What you should do: Reproduce the material below word for word, from the line with "Mark the cloud" to the line with "Query: support cable", and omit the pictures.
### Provided records ###
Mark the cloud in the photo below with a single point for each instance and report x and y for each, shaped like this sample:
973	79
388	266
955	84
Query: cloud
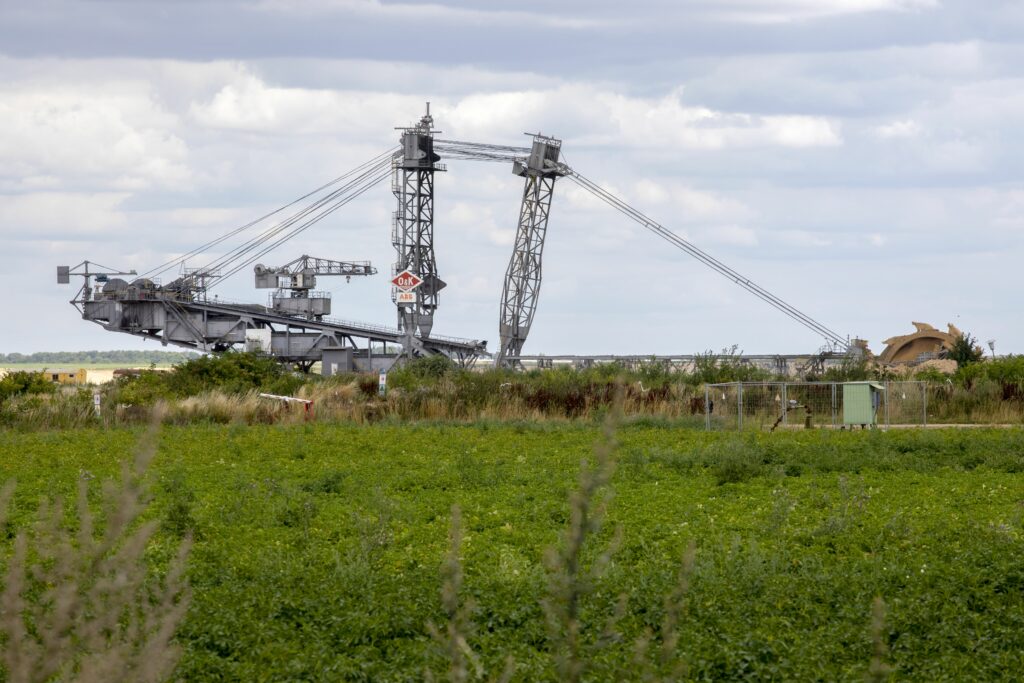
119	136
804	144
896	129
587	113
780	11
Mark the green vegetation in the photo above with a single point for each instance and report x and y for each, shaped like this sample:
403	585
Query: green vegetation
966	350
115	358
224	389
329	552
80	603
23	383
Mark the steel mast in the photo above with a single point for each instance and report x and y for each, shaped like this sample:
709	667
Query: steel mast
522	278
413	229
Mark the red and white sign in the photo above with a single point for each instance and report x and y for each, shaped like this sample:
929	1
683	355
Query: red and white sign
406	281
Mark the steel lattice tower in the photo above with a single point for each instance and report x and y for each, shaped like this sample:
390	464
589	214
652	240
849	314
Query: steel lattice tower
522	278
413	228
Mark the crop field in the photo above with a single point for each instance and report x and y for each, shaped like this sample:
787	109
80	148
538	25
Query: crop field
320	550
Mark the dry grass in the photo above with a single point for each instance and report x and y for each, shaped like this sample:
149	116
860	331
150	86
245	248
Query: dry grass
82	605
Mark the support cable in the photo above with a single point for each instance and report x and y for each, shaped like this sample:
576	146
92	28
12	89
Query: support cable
###
### Provided records ###
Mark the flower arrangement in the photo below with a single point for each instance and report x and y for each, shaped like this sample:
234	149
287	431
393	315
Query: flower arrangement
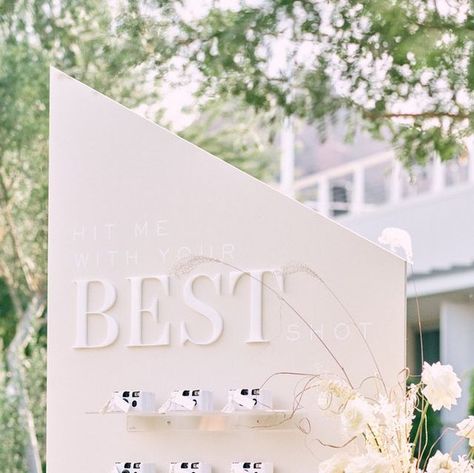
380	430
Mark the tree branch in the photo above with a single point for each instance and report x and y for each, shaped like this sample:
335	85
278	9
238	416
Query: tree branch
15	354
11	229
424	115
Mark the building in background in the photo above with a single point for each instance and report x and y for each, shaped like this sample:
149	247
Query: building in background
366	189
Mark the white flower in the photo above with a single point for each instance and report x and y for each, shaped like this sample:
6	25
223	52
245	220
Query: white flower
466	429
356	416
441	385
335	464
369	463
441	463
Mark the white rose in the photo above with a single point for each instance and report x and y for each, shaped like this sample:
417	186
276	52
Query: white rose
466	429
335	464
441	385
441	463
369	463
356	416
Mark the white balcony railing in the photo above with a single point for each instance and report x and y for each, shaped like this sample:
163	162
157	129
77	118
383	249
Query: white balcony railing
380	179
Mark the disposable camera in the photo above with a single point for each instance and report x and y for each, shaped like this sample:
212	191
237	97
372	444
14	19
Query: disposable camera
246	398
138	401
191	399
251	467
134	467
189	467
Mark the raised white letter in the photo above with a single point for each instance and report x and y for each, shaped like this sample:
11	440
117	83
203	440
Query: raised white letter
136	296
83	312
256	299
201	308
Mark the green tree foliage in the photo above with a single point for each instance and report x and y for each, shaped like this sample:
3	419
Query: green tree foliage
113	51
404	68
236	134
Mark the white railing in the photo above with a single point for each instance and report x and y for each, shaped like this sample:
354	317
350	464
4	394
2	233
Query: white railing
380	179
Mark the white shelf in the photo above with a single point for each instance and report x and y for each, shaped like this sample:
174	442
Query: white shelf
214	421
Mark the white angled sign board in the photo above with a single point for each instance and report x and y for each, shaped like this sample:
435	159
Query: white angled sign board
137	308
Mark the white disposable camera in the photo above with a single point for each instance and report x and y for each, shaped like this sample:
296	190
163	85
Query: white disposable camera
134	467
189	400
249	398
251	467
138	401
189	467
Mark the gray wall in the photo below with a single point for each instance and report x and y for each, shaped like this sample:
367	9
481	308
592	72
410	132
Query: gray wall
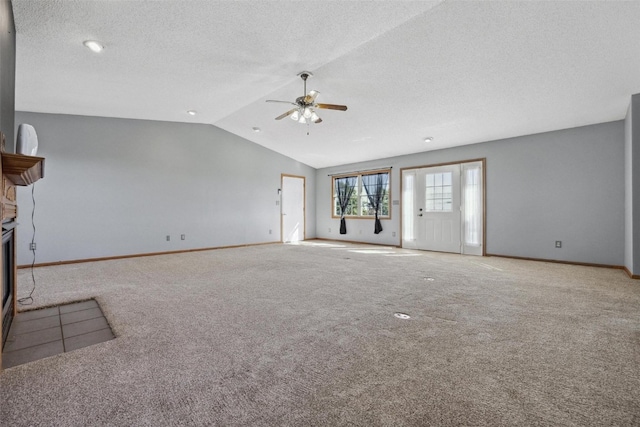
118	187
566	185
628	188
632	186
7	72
###
Expected output:
Mark the cloud in the photo below with a single point for each instance and report x and y for each, shaped like this sample:
973	79
388	266
955	84
Query: cloud
119	136
804	144
896	129
587	113
780	11
Mark the green vegetation in the photo above with a single point for each instance and report x and y for each, shaped like this sample:
403	585
Query: green vegetation
966	350
115	358
224	389
329	552
80	603
23	383
Mark the steel mast in the photo above with a single point for each instance and report x and y for each, shaped like this sample:
709	667
Query: steel mast
522	278
413	229
Mark the red and white sign in the photo above with a single point for each instance and report x and y for each, shaped like this sample:
929	1
683	355
Query: red and white sign
406	281
Mark the steel lattice tower in the photo above with a single point for each instance and report x and y for each, shaped like this sample:
390	464
589	214
652	240
849	314
Query: steel lattice tower
522	278
413	228
Mark the crop field in the photo above with a single point for each instance and report x and y for each, shaped like this sample:
787	109
80	148
538	25
Query: crop field
320	550
Mark the dry grass in the photo above with a single point for each instance and report x and y for each, shaped like this sample:
149	116
860	331
150	86
245	248
Query: dry grass
82	605
Mark the support cable in the photo above with a single point for each instance and report x and y for each, shaped like this sample:
576	146
92	28
12	89
Query: support cable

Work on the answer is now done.